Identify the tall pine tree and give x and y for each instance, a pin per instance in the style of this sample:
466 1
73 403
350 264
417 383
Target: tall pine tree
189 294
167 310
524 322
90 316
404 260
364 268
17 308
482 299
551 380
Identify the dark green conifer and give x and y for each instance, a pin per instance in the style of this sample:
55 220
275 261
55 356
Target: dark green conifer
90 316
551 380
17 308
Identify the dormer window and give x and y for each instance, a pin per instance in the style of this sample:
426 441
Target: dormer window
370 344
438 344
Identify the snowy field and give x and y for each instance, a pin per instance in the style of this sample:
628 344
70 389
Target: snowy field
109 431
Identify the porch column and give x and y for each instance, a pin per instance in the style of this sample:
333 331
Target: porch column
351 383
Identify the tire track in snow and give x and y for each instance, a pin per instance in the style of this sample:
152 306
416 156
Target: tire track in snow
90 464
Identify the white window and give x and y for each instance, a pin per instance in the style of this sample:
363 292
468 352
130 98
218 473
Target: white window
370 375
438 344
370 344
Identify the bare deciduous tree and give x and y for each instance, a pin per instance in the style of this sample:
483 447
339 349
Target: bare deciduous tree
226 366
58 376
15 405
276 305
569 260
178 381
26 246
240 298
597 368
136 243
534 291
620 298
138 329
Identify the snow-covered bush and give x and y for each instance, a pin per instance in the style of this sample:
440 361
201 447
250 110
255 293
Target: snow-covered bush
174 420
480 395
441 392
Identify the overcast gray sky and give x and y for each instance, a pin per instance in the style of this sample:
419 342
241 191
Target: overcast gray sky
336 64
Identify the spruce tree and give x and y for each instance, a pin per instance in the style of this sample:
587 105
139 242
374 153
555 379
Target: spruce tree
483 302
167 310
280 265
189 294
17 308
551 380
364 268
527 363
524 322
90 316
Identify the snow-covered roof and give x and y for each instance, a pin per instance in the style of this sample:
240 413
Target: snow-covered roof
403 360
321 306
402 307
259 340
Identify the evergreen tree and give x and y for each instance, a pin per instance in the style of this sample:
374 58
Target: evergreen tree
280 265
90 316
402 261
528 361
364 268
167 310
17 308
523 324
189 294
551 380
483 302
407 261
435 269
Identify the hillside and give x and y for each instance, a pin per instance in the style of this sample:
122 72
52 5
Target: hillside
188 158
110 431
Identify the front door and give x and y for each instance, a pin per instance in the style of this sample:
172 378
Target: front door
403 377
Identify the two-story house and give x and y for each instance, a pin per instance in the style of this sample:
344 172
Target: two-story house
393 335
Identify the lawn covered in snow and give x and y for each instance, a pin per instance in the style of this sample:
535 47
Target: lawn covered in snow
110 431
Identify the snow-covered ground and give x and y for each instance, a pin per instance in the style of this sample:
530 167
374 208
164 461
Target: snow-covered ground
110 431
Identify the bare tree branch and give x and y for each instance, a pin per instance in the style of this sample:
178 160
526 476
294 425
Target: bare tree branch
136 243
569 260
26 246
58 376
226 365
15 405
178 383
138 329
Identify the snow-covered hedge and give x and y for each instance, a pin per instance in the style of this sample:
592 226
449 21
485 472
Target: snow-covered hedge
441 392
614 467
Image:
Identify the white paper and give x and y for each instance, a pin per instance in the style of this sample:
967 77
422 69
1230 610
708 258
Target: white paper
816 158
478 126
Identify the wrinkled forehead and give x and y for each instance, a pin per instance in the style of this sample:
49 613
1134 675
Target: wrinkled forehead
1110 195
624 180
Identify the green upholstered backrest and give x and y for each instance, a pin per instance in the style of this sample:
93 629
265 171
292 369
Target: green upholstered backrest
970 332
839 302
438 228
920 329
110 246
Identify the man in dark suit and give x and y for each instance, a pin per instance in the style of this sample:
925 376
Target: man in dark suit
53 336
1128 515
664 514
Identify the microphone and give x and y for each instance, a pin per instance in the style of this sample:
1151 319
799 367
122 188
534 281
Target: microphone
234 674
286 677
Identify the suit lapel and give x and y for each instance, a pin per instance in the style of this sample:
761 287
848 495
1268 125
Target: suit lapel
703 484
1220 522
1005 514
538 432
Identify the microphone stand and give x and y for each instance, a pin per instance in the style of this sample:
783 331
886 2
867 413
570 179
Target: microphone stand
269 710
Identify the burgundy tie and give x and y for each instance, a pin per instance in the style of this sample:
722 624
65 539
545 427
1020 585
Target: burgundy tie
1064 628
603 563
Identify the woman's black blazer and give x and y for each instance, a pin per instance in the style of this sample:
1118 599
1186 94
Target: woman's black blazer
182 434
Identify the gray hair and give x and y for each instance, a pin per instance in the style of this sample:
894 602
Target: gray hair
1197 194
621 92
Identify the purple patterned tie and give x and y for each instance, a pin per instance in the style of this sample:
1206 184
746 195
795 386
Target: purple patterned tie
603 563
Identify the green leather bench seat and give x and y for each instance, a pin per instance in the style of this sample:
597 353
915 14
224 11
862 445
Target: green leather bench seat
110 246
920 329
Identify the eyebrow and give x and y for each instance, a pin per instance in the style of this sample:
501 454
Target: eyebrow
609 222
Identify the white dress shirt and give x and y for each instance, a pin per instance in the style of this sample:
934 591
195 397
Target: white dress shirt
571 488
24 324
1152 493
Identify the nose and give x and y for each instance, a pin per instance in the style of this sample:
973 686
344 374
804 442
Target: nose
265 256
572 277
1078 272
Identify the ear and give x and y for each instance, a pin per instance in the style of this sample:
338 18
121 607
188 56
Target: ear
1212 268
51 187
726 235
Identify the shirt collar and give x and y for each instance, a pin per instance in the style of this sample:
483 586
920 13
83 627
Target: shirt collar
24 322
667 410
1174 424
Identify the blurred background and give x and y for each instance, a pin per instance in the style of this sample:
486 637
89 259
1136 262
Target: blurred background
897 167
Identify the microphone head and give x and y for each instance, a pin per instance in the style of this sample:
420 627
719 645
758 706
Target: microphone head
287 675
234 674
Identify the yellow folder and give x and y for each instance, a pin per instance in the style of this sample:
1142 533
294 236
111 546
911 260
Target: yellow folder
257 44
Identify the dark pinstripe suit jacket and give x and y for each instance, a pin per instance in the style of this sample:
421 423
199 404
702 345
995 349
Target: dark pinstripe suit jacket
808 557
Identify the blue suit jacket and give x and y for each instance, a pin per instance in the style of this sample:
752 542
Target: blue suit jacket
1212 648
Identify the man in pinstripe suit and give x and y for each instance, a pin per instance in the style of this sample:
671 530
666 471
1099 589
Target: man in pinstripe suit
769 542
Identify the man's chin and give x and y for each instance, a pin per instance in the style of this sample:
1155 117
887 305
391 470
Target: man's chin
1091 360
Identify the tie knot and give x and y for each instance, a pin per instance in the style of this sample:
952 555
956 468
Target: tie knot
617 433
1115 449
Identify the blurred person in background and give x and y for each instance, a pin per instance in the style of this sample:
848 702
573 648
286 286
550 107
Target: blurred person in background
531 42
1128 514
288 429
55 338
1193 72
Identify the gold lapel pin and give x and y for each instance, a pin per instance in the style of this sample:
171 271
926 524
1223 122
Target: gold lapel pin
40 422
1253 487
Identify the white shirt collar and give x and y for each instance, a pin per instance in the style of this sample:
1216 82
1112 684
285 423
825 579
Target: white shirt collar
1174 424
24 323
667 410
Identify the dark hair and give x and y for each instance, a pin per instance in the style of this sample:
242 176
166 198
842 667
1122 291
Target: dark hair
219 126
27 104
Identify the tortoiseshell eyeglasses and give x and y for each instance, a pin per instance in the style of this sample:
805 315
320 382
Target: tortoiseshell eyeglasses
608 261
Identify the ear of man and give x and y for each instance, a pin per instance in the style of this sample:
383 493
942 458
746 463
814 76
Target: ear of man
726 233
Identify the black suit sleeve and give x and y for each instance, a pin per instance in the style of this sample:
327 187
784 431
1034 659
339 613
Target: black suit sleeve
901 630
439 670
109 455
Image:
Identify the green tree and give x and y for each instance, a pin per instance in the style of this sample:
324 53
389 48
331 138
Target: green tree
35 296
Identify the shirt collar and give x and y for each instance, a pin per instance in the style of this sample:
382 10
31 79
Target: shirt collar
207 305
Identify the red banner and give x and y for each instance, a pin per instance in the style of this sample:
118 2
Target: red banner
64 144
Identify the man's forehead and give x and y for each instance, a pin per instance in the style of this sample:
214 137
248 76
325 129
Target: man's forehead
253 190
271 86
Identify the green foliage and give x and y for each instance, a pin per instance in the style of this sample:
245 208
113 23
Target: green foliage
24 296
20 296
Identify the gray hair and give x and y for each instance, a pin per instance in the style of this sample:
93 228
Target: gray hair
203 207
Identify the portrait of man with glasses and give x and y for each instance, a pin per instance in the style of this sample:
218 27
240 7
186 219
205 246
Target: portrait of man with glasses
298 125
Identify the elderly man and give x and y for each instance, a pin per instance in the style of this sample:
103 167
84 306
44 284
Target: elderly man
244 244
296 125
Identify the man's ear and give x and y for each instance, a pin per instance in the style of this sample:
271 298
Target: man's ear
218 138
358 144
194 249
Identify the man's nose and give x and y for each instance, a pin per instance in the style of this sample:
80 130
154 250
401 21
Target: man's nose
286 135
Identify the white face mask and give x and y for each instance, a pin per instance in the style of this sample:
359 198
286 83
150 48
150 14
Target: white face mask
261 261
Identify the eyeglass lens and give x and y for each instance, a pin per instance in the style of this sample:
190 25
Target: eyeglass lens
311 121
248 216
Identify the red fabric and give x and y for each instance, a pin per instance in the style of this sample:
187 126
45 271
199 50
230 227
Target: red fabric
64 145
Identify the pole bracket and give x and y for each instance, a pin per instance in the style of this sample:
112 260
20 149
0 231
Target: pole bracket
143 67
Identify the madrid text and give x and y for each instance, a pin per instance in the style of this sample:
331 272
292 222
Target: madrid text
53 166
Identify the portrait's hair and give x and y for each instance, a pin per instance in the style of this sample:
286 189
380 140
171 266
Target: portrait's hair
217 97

******************************

What you need to do: Copy the lines exactly, starting at the line that contains "Identify the portrait's" and ending at the last line of the listing above.

Reply:
Identify the portrait's hair and give x and y for each instance, a pin per instance in the style of this sample:
286 189
380 140
171 266
Target: portrait's hair
217 97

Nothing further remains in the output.